DOCUMENT TEXT:
..............................

We implement a contextual bandit algorithm for active learning, suggested by Bouneffouf et al (2014).



In [183]:

    
n_clusters = 100
kmeans = MiniBatchKMeans(n_clusters=n_clusters, init_size=100*n_clusters, random_state=2)
X_train_transformed = kmeans.fit_transform(X_train)

Each cluster has a context vector containing 4 pieces of information:

The mean distance between individual points in the cluster.
The variance of the distance between individual points in the cluster.
The number of points in the cluster.
The proportion of points that have been labelled in the cluster.



In [184]:

    
unlabelled_points = set(range(0, len(X_train)))
empty_clusters = set()
cluster_sizes = [len(np.flatnonzero(kmeans.labels_ == i)) for i in range(n_clusters)]
cluster_points = [list(np.flatnonzero(kmeans.labels_ == i)) for i in range(n_clusters)]
no_labelled = [0 for i in range(n_clusters)]
prop_labelled = [0 for i in range(n_clusters)]

d_means = []
d_var = []
for i in range(n_clusters):
    distance, distance_squared, count = 0, 0, 0
    for j, p1 in enumerate(cluster_points[i]):
        for p2 in cluster_points[i][j+1:]:
            d = np.fabs(X_train_transformed[p1][i] - X_train_transformed[p2][i])
            distance += d  
            distance_squared += d**2
            count += 1
    
    if cluster_sizes[i] > 1:
        d_means.append(distance / count)
        d_var.append((distance_squared / count) - (distance / count)**2)
    else:
        d_means.append(0)
        d_var.append(0)

context = np.array([list(x)for x in zip(d_means, d_var, cluster_sizes, prop_labelled)])

We'll use Thompson Sampling with linear payoff and with Gaussian prior and likelihood. The algorithm is described in Argawal et al (2013).



In [185]:

    
context_size = 4
B = np.eye(context_size)
mu = np.array([0] * context_size)
f = np.array([0] * context_size)
v_squared = 0.25

Initially, we choose 100 random points to sample.



In [186]:

    
active_sgd = SVC(kernel='rbf', random_state=7, cache_size=2000, class_weight='auto')

..............................

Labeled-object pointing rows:
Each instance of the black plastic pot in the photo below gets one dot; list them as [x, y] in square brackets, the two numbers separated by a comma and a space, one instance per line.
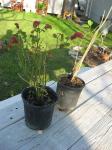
[68, 96]
[39, 117]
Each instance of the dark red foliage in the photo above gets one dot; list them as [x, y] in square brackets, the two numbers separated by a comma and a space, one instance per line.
[77, 35]
[48, 26]
[17, 25]
[36, 24]
[1, 44]
[13, 40]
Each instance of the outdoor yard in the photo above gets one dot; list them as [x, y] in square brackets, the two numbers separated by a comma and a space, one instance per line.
[58, 62]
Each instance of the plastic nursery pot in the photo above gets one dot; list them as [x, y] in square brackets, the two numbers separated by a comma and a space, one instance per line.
[68, 96]
[38, 117]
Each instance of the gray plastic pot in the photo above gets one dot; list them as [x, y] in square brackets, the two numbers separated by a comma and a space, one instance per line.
[68, 96]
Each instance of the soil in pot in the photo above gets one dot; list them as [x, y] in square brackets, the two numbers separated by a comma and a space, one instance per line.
[38, 110]
[68, 92]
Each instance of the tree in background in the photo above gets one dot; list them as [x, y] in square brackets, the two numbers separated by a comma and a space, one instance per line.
[63, 8]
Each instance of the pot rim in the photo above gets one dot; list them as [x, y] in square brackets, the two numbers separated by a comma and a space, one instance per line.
[72, 88]
[36, 106]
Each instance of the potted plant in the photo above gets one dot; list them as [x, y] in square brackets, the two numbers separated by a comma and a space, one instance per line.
[38, 99]
[40, 7]
[70, 85]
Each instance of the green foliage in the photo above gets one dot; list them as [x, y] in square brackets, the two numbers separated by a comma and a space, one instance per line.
[40, 5]
[61, 40]
[31, 58]
[90, 23]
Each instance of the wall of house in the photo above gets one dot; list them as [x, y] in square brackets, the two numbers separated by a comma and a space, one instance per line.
[98, 7]
[55, 6]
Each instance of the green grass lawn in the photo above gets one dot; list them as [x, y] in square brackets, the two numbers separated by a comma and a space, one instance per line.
[59, 62]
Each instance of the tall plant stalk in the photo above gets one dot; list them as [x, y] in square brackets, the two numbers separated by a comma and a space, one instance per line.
[79, 64]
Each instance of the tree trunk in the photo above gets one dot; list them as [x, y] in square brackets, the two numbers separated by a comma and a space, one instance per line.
[63, 8]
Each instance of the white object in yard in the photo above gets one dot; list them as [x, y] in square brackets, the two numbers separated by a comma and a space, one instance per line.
[5, 3]
[84, 69]
[29, 5]
[106, 27]
[55, 6]
[73, 52]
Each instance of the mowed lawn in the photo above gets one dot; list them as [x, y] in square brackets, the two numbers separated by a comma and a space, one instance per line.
[59, 61]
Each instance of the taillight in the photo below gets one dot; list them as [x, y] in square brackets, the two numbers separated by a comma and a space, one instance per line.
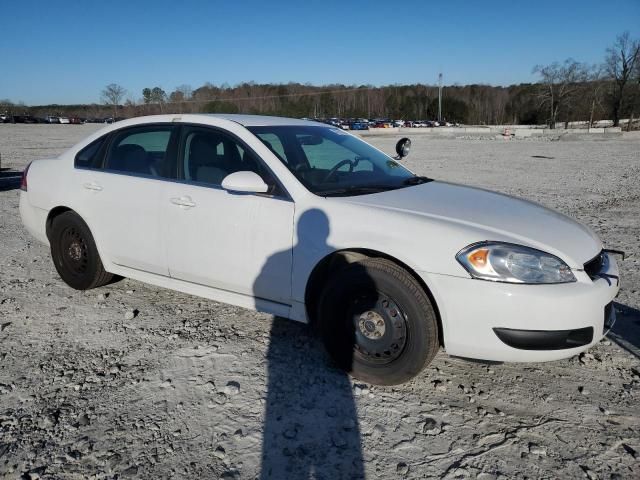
[23, 180]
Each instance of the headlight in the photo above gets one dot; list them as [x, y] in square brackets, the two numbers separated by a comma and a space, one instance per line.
[505, 262]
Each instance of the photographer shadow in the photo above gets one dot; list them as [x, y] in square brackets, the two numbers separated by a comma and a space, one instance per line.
[311, 425]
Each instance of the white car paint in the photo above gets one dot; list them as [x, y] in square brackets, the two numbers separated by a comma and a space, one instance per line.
[258, 251]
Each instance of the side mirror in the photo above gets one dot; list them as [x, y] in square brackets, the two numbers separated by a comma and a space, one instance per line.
[244, 182]
[403, 147]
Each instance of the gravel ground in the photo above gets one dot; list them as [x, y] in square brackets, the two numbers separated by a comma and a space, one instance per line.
[131, 380]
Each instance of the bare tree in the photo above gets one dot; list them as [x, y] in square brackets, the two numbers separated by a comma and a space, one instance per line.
[621, 63]
[593, 90]
[159, 97]
[113, 95]
[560, 82]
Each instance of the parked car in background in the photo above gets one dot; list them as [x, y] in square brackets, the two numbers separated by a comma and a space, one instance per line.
[359, 125]
[306, 221]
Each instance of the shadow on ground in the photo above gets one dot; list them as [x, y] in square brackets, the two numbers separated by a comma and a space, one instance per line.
[626, 331]
[311, 425]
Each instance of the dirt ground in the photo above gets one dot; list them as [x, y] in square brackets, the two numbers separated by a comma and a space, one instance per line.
[193, 388]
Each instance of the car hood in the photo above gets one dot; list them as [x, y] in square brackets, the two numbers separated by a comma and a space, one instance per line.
[497, 216]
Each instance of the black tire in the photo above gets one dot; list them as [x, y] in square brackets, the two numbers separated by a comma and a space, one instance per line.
[350, 311]
[74, 253]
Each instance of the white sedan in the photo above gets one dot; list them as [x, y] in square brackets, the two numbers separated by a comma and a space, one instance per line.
[306, 221]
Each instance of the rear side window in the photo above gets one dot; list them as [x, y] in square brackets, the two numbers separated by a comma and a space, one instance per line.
[142, 151]
[89, 156]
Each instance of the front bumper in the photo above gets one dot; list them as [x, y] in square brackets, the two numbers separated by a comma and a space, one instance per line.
[523, 323]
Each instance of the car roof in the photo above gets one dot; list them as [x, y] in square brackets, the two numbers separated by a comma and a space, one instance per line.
[261, 120]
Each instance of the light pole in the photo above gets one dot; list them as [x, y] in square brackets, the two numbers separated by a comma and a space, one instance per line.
[439, 97]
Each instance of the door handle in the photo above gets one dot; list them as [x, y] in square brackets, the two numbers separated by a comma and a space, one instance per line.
[92, 186]
[183, 201]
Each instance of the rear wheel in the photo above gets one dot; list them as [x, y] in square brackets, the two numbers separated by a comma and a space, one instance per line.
[74, 253]
[377, 322]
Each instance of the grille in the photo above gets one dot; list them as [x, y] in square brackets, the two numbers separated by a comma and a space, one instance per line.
[595, 266]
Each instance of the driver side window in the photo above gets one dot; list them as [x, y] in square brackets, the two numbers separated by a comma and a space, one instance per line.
[209, 155]
[324, 154]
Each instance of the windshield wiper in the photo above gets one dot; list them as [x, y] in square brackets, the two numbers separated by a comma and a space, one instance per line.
[356, 190]
[417, 180]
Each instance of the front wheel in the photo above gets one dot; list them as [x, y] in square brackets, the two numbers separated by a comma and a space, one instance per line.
[74, 253]
[377, 322]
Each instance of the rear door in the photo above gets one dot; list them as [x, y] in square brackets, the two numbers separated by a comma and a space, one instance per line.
[121, 197]
[240, 243]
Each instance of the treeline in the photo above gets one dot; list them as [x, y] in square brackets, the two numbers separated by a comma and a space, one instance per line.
[567, 92]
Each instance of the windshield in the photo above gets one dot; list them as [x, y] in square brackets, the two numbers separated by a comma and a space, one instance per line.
[331, 162]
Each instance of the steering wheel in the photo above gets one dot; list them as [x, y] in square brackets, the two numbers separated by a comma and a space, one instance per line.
[337, 166]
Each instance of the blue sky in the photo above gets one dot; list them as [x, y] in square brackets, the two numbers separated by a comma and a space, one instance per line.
[66, 52]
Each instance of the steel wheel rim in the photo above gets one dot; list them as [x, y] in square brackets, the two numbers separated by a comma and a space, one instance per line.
[380, 328]
[74, 251]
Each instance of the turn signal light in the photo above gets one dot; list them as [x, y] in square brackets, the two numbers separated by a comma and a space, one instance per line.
[479, 258]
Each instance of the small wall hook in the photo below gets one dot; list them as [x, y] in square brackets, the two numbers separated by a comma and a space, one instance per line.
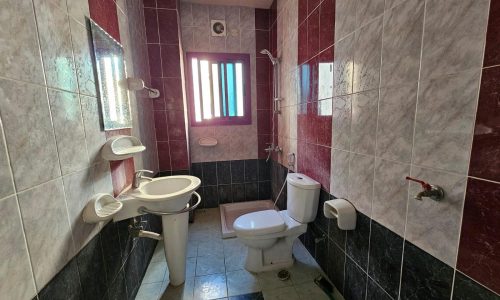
[434, 192]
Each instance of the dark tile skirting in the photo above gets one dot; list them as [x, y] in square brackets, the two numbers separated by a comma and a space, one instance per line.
[111, 266]
[374, 263]
[233, 181]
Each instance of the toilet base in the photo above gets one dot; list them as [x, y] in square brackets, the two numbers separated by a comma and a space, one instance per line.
[277, 257]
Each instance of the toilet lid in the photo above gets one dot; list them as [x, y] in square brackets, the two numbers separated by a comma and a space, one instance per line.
[259, 223]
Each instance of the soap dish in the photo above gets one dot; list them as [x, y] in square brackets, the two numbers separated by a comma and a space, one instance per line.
[101, 207]
[207, 142]
[121, 147]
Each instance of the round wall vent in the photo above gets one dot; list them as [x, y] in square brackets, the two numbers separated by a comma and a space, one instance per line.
[218, 27]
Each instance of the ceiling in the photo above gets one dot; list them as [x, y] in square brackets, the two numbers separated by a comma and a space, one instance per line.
[249, 3]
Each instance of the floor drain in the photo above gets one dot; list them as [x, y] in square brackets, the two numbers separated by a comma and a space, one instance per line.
[283, 275]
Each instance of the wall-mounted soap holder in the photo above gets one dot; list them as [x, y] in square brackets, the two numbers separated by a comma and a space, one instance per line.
[137, 84]
[207, 142]
[343, 211]
[101, 207]
[121, 147]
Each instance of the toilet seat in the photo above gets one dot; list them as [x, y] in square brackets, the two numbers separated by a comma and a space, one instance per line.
[259, 223]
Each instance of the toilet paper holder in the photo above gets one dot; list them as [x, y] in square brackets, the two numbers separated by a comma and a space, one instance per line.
[343, 211]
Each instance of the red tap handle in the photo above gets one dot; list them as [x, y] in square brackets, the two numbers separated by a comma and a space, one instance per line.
[424, 184]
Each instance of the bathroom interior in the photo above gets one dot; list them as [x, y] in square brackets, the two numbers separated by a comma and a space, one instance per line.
[258, 149]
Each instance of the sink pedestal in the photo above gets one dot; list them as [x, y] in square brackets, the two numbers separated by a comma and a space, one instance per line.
[175, 234]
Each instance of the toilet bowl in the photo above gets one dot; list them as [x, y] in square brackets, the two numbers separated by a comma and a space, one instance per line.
[269, 234]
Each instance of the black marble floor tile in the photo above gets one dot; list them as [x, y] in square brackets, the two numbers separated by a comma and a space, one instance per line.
[118, 289]
[424, 276]
[110, 242]
[467, 289]
[209, 173]
[237, 171]
[238, 192]
[91, 270]
[126, 241]
[223, 172]
[197, 171]
[358, 240]
[386, 252]
[375, 292]
[211, 196]
[225, 194]
[64, 286]
[252, 296]
[264, 190]
[251, 191]
[264, 170]
[336, 265]
[131, 270]
[355, 281]
[251, 170]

..............................

EXERCISE REQUIREMENTS:
• A. Answer these questions using the active-learning notebook text:
(i) What value is assigned to n_clusters?
(ii) Which work describes the Thompson Sampling algorithm that is used?
(iii) What value is assigned to v_squared?
• B. Resume the active-learning notebook text, picking up directly after its final line of code.
The rows play no role in what is asked here.

OUTPUTS FOR THE TASKS:
• A.
(i) 100
(ii) Argawal et al (2013)
(iii) 0.25

• B.
#active_sgd = SGDClassifier(loss="hinge", alpha=0.000001, penalty="l1", n_iter=10, n_jobs=-1,
#                           class_weight='auto', fit_intercept=True, random_state=1)
X_train_cur, y_train_cur = X_train[:100], y_train[:100]

active_sgd.fit(X_train_cur, y_train_cur)

# update context
for i in np.arange(0, 100):
    this_cluster = kmeans.labels_[i]
    cluster_points[this_cluster].remove(i)
    unlabelled_points.remove(i)
    if not cluster_points[this_cluster]:
        empty_clusters.add(this_cluster)
    no_labelled[this_cluster] += 1
    context[this_cluster][3] = no_labelled[this_cluster] / cluster_sizes[this_cluster]

# initial prediction
active_y_pred = active_sgd.predict(X_test)
active_confusion = metrics.confusion_matrix(y_test, active_y_pred)
active_learning_curve = []
active_learning_curve.append(balanced_accuracy_expected(active_confusion))
classes = np.unique(y_train)

# compute the current hypothesis
previous_h = active_sgd.predict(X_train)



In [ ]:

    
active_steps = [100]
no_choices = 1
rewards = []

for i in range(2000 // no_choices):
    mu_sample = np.random.multivariate_normal(mu, v_squared * np.linalg.inv(B))
    reward_sample = [np.dot(c, mu_sample) for c in context]
    
    chosen_arm = np.argmax(reward_sample)
    while chosen_arm in empty_clusters:
        reward_sample[chosen_arm] = float('-inf')
        chosen_arm = np.argmax(reward_sample)
    
    # select a random point in the cluster
    query = np.random.choice(cluster_points[chosen_arm], min(len(cluster_points[chosen_arm]), no_choices), replace=False)
    
    # update context
    for q in query:
        cluster_points[chosen_arm].remove(q)
        unlabelled_points.remove(q)
    if not cluster_points[chosen_arm]:
        empty_clusters.add(chosen_arm)
    no_labelled[chosen_arm] += len(query)
    context[chosen_arm][3] = no_labelled[chosen_arm] / cluster_sizes[chosen_arm]
    active_steps.append(active_steps[-1] + len(query))
    
    # run stochastic gradient descent
    #active_sgd.partial_fit(X_train_rbf[query], y_train[query], classes=classes)
    X_train_cur = np.vstack((X_train_cur, X_train[query]))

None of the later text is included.